AIM 1
From the passage on the kingdom of God, extract everything from "And, I mean" down to "coming in glory?", word for word.
AIM 2
Extend the passage on the kingdom of God, picking up right after its final sentence.

[Start of TEXT EXTRACT]

And, I mean everybody in Israel had been waiting for the kingdom and it hadn't come yet. They could have joined the scoffers in 2 Peter. Where is it? Where is it? Where is it? Everything continues as it has from the beginning. When is the Abrahamic promise, Davidic promise of the greatness of the kingdom ever going to come? It never has come. Why should we believe it will come? How do we know that our Lord is really right when He says He's coming in glory?
Jesus says, "I'm going to prove to you I'm right because I'm going to give you a near prophecy. Some of you,” three of you, namely Peter, James and John, are going to see the power and the glory of My coming in a preview of the kingdom of God before you die. Pretty astounding promise, amazing promise.
It wasn't that they hadn't seen kingdom power. They had seen kingdom power. Every time Jesus healed somebody that was not human. Every time they healed somebody in the delegated power of Jesus that was the power of the kingdom of God. Every time they saw Jesus raise a person from the dead, or saw Jesus cast out demons or when they saw Jesus walk on water, still the storm, control the fish, they knew that wasn't human power. They saw it through Him. They saw it through them as, you remember, the twelve were given the ability to do the very things that Jesus did miraculously. It wasn't that they had never seen the signs of the kingdom, but they hadn't seen the kingdom, they only saw the signs. That is to say they saw the kingdom operating in the physical world. They saw it with their eyes and their ears. But that was because it was visible to them. It was manifest to them in human terms. In fact, in chapter 10 of Luke and verse 9, Jesus says, "When there's a healing of someone who is sick, you can say the kingdom of God has come near to you." Because there's only one explanation for that and that's that the power of the kingdom is present. In Luke chapter 11 and verse 20 Jesus said, "If I cast out demons by the finger of God, then the kingdom of God has come upon you." They had seen kingdom power. They had seen it manifest in healing and casting out of demons. In chapter 16 of Luke and verse 16, the law of the prophets were proclaimed until John. Since then the kingdom of God is preached and everyone is forcing his way into it. You've heard the gospel of the kingdom, you've seen the power of the kingdom. Chapter 17, I think it is, verse 21, He says, "The kingdom of God is in your midst." They knew kingdom power was there because they saw the miracles. They even actually participated in that miracle power.
But that was viewing the kingdom from the human perspective. It would be like asking you: "Have you ever seen kingdom power?" Well I've seen kingdom power on display as much as my physical faculties allow me to discern it. I have seen the power of God, for example, in the life of people. I've seen the power of God transform lives. I've seen the power of God save sinners and give them...make them a new creation, give them a new heart, new longings, new aspirations, new desires, new hopes, total transformation. That's the kingdom of God. I haven't seen the kingdom, but I've seen the evidence that the kingdom is in our midst. I've seen kingdom power operate. But Jesus said, "I'm going to show you more than the signs that point to the kingdom. I'm going to show you more than the physical perception that it's there, I'm going to take you into the kingdom itself. We're going behind the scenes, behind the curtain. We're going backstage where the divine operation actually takes place. You're going to see the eternal kingdom and glory and the power that I will display in My coming. And it happened within an eight-day period. Look at verse 28.

[End of TEXT EXTRACT]
[Start of PROVIDED RECORDS]

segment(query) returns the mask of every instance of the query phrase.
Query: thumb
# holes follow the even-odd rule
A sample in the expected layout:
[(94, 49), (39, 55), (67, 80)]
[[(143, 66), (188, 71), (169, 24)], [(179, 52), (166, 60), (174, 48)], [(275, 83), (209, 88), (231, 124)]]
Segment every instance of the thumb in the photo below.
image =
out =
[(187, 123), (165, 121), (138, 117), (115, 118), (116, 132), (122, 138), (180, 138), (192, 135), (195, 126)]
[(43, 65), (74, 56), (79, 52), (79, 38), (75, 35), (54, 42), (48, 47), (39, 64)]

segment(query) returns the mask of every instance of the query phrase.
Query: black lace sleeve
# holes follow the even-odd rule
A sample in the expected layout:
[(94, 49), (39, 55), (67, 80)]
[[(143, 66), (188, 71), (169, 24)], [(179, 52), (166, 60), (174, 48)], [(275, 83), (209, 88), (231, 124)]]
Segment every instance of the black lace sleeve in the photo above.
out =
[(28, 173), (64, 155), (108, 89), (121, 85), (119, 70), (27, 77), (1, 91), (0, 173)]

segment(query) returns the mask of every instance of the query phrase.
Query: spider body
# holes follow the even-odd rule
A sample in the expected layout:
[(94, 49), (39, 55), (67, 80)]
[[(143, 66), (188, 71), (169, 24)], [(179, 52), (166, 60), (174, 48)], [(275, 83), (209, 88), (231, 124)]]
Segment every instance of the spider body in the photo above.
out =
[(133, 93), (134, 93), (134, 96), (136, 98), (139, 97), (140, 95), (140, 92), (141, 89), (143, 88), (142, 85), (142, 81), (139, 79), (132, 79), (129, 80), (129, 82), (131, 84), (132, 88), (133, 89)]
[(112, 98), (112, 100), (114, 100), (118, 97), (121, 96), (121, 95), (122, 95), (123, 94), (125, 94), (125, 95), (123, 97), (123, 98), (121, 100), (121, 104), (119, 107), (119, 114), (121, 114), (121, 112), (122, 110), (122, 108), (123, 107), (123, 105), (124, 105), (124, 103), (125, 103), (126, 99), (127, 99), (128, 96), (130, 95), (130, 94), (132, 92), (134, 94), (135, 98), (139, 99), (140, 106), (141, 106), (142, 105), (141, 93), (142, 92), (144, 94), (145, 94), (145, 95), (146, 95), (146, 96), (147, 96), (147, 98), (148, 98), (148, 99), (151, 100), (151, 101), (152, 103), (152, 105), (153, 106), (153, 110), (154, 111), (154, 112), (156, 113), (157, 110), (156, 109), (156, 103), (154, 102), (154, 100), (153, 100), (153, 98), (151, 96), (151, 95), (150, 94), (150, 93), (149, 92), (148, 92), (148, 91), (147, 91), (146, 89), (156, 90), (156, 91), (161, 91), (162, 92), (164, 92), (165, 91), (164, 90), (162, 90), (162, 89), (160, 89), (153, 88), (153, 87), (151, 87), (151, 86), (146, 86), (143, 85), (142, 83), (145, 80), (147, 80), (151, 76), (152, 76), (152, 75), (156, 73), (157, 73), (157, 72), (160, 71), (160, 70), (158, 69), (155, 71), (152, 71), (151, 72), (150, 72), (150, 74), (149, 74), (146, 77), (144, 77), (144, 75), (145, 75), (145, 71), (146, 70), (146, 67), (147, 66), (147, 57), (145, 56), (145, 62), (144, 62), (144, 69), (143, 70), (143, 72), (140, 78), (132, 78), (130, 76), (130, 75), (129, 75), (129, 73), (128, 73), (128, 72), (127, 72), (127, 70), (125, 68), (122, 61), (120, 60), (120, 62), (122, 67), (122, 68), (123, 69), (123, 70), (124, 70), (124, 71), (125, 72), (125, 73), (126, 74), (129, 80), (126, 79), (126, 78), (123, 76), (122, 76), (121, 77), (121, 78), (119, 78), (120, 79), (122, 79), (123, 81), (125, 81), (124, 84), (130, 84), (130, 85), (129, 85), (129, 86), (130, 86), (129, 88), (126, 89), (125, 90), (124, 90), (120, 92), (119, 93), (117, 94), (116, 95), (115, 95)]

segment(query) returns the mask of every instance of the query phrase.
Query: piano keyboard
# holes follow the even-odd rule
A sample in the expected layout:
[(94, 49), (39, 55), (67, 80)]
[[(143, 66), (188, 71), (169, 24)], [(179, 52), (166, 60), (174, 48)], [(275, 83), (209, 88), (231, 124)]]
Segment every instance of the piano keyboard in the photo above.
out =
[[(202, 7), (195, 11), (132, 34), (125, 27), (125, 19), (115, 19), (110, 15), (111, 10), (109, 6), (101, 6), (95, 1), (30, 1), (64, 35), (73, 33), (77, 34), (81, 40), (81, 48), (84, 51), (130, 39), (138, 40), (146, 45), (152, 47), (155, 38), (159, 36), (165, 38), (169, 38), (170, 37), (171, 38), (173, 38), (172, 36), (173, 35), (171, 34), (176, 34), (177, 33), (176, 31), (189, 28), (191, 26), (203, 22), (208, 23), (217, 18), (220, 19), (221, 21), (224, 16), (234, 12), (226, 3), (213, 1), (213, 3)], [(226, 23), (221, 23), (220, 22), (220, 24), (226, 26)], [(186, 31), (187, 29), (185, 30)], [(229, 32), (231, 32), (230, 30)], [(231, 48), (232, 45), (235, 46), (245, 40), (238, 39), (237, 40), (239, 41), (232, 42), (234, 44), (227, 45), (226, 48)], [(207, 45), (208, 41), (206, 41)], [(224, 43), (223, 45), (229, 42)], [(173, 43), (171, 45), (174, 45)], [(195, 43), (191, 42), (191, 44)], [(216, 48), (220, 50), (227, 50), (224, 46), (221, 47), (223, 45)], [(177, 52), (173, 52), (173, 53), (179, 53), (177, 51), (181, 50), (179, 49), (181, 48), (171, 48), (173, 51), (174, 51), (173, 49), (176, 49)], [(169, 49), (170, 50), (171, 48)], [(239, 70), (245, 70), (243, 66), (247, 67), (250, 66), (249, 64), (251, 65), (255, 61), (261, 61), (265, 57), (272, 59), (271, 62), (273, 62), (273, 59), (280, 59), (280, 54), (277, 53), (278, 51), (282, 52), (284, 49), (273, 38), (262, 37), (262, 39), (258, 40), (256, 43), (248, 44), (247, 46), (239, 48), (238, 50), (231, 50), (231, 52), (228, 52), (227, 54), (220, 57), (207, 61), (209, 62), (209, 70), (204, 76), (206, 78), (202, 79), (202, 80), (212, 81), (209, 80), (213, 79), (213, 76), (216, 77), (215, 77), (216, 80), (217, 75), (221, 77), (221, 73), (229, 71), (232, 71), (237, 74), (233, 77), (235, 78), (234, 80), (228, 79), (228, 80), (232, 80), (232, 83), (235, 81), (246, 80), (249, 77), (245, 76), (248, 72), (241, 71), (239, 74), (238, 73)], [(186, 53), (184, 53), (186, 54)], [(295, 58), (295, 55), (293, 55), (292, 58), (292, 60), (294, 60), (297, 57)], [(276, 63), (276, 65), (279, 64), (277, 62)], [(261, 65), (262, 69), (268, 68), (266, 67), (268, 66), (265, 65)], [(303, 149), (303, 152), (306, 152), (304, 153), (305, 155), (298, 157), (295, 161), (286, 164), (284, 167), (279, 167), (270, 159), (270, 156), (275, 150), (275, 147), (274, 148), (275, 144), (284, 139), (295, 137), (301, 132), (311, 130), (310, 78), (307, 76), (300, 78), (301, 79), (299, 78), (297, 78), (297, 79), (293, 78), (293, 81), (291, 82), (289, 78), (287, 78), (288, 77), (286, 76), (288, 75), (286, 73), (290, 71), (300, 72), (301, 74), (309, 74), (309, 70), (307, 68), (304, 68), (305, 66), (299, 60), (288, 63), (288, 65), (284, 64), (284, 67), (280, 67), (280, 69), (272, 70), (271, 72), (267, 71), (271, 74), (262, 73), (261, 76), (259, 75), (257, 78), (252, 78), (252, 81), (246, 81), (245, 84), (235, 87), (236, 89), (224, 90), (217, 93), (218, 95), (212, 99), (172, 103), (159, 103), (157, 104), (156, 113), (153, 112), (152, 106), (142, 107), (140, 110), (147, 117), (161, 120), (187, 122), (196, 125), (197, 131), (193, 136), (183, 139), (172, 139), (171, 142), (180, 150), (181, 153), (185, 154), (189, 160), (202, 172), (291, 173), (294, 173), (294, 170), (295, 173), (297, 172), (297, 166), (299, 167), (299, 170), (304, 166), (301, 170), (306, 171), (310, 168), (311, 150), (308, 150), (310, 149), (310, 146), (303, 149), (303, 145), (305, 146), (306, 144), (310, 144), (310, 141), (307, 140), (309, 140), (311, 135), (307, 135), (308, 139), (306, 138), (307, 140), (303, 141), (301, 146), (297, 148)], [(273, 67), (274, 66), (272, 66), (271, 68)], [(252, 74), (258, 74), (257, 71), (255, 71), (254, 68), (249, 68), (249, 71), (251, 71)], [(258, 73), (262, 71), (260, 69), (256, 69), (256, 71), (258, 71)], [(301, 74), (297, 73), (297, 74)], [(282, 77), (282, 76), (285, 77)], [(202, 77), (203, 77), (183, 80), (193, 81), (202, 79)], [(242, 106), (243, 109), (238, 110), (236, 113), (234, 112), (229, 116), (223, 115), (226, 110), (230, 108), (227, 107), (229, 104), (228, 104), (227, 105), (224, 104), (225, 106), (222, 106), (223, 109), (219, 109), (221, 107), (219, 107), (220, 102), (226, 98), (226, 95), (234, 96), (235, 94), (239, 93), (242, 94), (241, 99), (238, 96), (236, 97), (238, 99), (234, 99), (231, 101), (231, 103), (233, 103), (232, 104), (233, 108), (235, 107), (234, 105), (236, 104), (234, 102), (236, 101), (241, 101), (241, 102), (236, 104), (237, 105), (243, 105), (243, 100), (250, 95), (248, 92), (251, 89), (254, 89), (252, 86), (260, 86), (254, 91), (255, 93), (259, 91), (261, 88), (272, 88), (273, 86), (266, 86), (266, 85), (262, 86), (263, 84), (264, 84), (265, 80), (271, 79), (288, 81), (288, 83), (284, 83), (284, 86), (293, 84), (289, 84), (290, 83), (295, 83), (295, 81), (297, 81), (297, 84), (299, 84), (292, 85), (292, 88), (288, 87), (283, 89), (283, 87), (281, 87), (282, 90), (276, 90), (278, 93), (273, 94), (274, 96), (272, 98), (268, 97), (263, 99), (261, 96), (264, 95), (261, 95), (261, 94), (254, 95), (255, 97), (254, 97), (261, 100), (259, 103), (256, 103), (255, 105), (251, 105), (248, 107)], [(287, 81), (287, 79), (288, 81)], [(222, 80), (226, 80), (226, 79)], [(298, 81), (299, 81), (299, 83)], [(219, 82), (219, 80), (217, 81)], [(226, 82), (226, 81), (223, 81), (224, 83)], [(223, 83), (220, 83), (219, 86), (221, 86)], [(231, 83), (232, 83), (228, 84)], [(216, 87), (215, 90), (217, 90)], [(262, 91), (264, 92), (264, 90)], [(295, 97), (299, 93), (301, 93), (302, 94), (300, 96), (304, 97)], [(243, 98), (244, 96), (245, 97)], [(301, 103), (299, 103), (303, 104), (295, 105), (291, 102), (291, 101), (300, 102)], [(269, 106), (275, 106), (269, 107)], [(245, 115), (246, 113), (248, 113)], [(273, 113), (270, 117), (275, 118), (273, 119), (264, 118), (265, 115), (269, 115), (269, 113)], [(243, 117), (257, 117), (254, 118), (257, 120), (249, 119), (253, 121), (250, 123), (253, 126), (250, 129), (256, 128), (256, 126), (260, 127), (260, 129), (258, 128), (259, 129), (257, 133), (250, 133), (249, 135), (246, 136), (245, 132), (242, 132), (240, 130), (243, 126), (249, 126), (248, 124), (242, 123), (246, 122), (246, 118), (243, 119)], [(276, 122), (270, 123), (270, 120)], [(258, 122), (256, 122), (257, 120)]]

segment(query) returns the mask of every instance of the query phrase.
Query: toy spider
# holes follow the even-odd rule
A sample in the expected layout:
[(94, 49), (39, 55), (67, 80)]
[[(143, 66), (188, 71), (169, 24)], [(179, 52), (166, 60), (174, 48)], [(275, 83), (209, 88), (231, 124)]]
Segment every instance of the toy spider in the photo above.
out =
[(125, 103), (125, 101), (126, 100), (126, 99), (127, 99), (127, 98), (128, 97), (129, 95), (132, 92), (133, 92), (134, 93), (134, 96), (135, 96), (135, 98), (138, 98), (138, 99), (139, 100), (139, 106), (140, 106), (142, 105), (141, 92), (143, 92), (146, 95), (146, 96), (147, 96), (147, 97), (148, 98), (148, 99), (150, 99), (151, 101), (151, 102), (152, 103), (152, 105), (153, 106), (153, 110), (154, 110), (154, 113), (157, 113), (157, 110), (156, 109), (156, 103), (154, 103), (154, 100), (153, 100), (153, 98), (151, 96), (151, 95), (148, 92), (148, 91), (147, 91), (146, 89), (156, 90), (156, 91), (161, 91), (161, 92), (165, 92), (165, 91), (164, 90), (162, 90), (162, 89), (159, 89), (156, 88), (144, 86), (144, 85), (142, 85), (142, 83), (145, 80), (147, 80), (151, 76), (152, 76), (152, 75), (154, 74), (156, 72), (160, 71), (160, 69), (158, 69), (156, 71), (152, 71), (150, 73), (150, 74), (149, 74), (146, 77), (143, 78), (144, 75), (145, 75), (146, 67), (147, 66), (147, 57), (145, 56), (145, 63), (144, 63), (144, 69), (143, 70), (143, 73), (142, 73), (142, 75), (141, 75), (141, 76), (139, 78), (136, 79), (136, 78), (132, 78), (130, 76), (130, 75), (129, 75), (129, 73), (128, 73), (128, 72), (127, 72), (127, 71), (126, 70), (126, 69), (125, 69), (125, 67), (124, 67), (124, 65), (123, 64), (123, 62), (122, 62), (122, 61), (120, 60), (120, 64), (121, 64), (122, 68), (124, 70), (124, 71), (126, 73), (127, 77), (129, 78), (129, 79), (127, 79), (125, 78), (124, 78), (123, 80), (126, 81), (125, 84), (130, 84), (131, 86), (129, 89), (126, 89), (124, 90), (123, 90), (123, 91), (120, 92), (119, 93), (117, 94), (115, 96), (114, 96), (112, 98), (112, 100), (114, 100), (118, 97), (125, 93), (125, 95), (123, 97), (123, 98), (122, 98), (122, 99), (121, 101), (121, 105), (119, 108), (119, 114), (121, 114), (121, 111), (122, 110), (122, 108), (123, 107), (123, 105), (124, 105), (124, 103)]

[End of PROVIDED RECORDS]

TASK RESPONSE 1
And, I mean everybody in Israel had been waiting for the kingdom and it hadn't come yet. They could have joined the scoffers in 2 Peter. Where is it? Where is it? Where is it? Everything continues as it has from the beginning. When is the Abrahamic promise, Davidic promise of the greatness of the kingdom ever going to come? It never has come. Why should we believe it will come? How do we know that our Lord is really right when He says He's coming in glory?

TASK RESPONSE 2
"Some eight days after these sayings," very important time connection to show that this is the fulfillment of what He said. "Some eight days after these things, it came about that He took along Peter, and John, and James and went up into the mountain to pray. And while He was praying the appearance of His face became different and His clothing became white and gleaming. And behold, two men were talking with Him and they were Moses and Elijah, who appearing in glory were speaking of His departure which He was about to accomplish at Jerusalem. Now Peter and his companions had been overcome with sleep, but when they were fully awake they saw His glory and the two men standing with Him. And it came about as these were parting from Him, Peter said to Jesus, 'Master, it's good for us to be here and let us make three tabernacles, one for You and one for Moses, and one for Elijah.' Not realizing what he was saying, and while he was saying this, a cloud formed and began to overshadow them and they were afraid. As they entered the cloud and a voice came out of the cloud saying, "This is My Son, My chosen One, listen to Him." And when the voice had spoken, Jesus was found alone. And they kept silent and reported to no one in those days any of the things which they had seen."
Now we're going to enrich this whole narrative from Matthew and from Mark to get the full picture. This is a staggering event. This is a supernatural event. This is going behind the curtain, as I said, into the other world. We live in a time-space world. We live in the dimensional world that is suited to humanity. Here we are taken into the eternal kingdom.
Note verse 8, "Some eight days after these sayings." Some means that it's not a precise indication eight days. Matthew and Mark say six days. But that kind of points up the various ways people calculated, so you see that a lot in Scripture. It is six days in between, it is eight days if you count the day that Jesus made the prophecy and the day that it actually came to pass. That's why Luke says, "about," or "some," eight days. There's no discrepancy here whatsoever. Matthew and Mark simply refer to the intervening days and Luke chooses to include the day in which Jesus made the prophecy and the day in which it came to pass. That's common in biblical chronology to see time counted in both of those ways.
So it was on that very eighth day that Jesus took along Peter, John and James, and He took them with Him to fulfill what He had just promised. Now they are already designated as the inner circle back in chapter 8 verse 51 when Jesus went in, you remember, to raise that daughter from the dead. It says He took only Peter, John and James and they were the inner circle all the way through His ministry. When it comes to the Garden of Gethsemane when Jesus goes into the Garden of Gethsemane to pray, it is recorded that He took with Him Peter, James and John, again the three intimate apostles. Why did He choose three? The answer is, Deuteronomy 19:15, "Anything that is stated to be true must be confirmed in the mouth of two or three witnesses.” In order that he might have credible testimony to these intimate events that occurred, these supernatural events, Peter, James and John were there in this, His most personal revelation of Himself, they were there in that garden time in again the most intimate, personal revelation of His pain and suffering and anticipation of the cross so that there would be believable accurate testimony to the reality of this event. Jesus pulled three to Him because He couldn't give Himself to twelve. Obviously He pulled three to develop intimate relationships with them so that they could be the leaders of the others. But He pulled three in order to fulfill the requirement that God Himself established about validating testimony. And by the way, that two or three witnesses is repeated at least four times in the New Testament as a standard of testimony that is to be believed.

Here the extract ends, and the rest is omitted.